WHAT YOU WILL DO :: Here are some records. Copy each one exactly.

Extracted records
★ ★ ★

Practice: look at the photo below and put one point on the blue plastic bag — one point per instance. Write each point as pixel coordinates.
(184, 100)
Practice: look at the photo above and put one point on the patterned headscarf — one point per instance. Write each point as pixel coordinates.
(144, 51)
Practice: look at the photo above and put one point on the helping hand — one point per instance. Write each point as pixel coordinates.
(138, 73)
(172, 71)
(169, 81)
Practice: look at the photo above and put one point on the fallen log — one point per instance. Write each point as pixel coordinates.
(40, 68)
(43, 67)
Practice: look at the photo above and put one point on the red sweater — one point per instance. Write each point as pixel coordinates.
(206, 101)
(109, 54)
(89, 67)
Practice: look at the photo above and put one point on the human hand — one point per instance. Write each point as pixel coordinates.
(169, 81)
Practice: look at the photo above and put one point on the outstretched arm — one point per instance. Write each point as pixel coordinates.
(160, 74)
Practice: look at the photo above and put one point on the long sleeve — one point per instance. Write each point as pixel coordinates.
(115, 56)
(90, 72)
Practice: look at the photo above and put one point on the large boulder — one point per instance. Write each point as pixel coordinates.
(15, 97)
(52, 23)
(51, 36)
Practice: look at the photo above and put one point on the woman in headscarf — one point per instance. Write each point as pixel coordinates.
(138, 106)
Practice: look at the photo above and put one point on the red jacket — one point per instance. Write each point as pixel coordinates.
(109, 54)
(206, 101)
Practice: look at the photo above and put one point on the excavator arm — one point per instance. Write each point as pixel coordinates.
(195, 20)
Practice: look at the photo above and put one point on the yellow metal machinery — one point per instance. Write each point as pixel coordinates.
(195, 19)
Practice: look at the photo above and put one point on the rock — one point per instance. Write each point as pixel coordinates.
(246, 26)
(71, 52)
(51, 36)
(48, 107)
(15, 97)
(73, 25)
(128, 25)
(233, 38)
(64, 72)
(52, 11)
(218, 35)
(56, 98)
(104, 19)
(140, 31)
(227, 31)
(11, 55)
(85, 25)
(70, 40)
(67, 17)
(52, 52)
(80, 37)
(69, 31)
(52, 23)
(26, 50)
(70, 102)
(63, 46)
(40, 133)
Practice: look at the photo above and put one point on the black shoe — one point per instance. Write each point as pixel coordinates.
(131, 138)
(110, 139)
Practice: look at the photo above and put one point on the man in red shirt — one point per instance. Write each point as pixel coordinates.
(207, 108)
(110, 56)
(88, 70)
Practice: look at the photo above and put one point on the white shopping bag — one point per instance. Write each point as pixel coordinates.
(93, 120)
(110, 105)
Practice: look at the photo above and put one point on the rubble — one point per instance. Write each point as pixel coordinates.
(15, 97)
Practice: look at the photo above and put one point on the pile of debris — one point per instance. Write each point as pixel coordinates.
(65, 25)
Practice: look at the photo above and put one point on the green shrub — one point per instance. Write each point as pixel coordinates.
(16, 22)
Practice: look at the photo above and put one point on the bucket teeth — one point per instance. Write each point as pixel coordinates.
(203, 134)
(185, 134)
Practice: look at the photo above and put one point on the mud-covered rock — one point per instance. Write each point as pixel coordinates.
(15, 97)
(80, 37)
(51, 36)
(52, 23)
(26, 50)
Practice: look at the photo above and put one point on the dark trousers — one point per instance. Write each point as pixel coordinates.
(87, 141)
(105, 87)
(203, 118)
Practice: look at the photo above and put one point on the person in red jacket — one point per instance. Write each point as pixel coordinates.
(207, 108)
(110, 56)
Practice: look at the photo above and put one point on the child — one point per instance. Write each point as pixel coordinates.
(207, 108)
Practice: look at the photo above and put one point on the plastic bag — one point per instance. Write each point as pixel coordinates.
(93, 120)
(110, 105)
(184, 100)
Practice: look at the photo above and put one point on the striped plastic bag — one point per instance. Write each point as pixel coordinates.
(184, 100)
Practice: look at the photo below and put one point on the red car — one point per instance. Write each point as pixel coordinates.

★ ★ ★

TASK OUTPUT ::
Practice: look at the photo below and put one point on the blue plastic bag — one point per instance. Write each point as pixel coordinates.
(184, 100)
Practice: look at the photo above and put one point on the patterned headscarf — one point per instance. Write each point as pixel coordinates.
(144, 51)
Practice: look at the photo above and put one point on the helping hand — one point per instance. Write each point as pixel coordinates.
(138, 73)
(172, 71)
(169, 81)
Practice: look at the photo above and put one point on the fallen log — one point per instance. Write each point as pixel coordinates.
(40, 68)
(43, 67)
Practice: look at the photo above and put one point on the red sweater — one point per instance. Write each point as pixel coordinates.
(206, 101)
(109, 54)
(89, 67)
Practice: look at the photo above and put one point on the human hand — one point per instance. Write each point as pixel coordinates.
(169, 81)
Practice: look at the photo above and put one point on the outstretched arm — one point per instance. Write each point as pixel coordinates.
(160, 74)
Practice: look at the photo above and put one point on the long sleeve — one point per instance. Write each point as pixel coordinates.
(115, 56)
(90, 72)
Practice: look at the photo above and put one point on the large boulder — one point per instance. Write each point as pixel coordinates.
(15, 97)
(52, 23)
(51, 36)
Practice: look at the photo above and put one point on the woman in headscarf — one point per instance. Write each point as pixel coordinates.
(138, 106)
Practice: look at the photo above and put one point on the red jacket — one point per instance. Write each point as pixel coordinates.
(109, 54)
(206, 101)
Practice: look at the photo above and put one point on the excavator arm — one point per instance. Write each point as pixel coordinates.
(195, 20)
Practice: look at the photo above and put one point on the yellow metal machinery — one point per instance. Write each point as pixel coordinates.
(195, 19)
Practice: look at the photo above and put one point on the rock — one point per instance. Write each point as pixel coordinates.
(246, 26)
(71, 52)
(51, 36)
(48, 107)
(15, 97)
(73, 25)
(128, 25)
(233, 38)
(64, 72)
(52, 11)
(218, 35)
(56, 98)
(104, 19)
(140, 31)
(227, 31)
(11, 55)
(85, 25)
(70, 40)
(67, 17)
(52, 52)
(80, 37)
(69, 31)
(52, 23)
(26, 50)
(70, 102)
(63, 46)
(40, 133)
Practice: look at the photo above and put one point on the black shoe — one point per instance. Write each point as pixel coordinates.
(131, 138)
(110, 139)
Practice: look at the photo above and put one point on the man in red shirt — one point per instance. Write each point as pixel coordinates.
(207, 108)
(110, 56)
(88, 70)
Practice: look at the photo above and put one point on the white shopping bag — one point per instance. Write each point as pixel coordinates.
(93, 120)
(110, 105)
Practice: look at the photo above and put one point on the rubble — one point per instance. Write each point as pixel coordinates.
(15, 97)
Practice: look at the photo above and put one point on the pile of debris — one point per instance. Write each point as pixel coordinates.
(65, 25)
Practice: look at the photo above and put one point on the green shrub — one point per instance. Write each point as pixel coordinates.
(16, 22)
Practice: look at the photo above and put one point on the bucket teeth — one point per instance. Write each point as pixel coordinates.
(203, 134)
(185, 134)
Practice: look at the photo above and put one point on the mud-covered rock — one point per instance. Write each point as pixel coordinates.
(15, 97)
(80, 37)
(51, 36)
(52, 23)
(26, 50)
Practice: look at the photo above and put one point on the dark trousers — one point per instance. Write each point as pixel coordinates.
(87, 141)
(105, 87)
(203, 118)
Practice: look at the photo above and put one point on the person in red jacket — one point per instance. Write each point as pixel coordinates.
(207, 108)
(110, 56)
Practice: look at the photo above and put one point on the child — one point per instance. Write each point as pixel coordinates.
(207, 108)
Practice: look at the photo above and put one point on the plastic bag — one point per instance. Write each point as pixel coordinates.
(93, 120)
(110, 105)
(184, 100)
Practice: look at the photo above and put one point on the striped plastic bag — one point per instance. Write each point as pixel coordinates.
(184, 100)
Practice: look at the photo below and put one point on the red car — one point per instance. Write each point as pixel coordinates.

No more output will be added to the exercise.